EXERCISE: Copy out the records word for word, starting with the line that contains "Identify the thin" and continuing through the last line of the records.

>> BEGIN DATA TO USE

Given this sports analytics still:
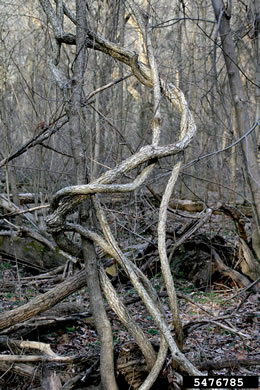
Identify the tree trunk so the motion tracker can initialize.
[212,0,260,266]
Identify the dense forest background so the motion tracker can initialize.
[0,0,260,390]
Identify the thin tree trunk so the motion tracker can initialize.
[212,0,260,260]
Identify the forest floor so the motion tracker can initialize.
[0,212,260,390]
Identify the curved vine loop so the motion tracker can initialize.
[43,0,202,378]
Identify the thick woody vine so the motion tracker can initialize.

>> END DATA TO USE

PROBLEM SOLUTION:
Identify the thin tree trunk so the motion tracker can initialize.
[212,0,260,260]
Identify the forest floor so the motion tracker can initialize.
[0,212,260,390]
Identify the curved vine loop so the motion tracker can initialize.
[43,0,202,378]
Identify the thick woody vine so the motion tracker can initialize.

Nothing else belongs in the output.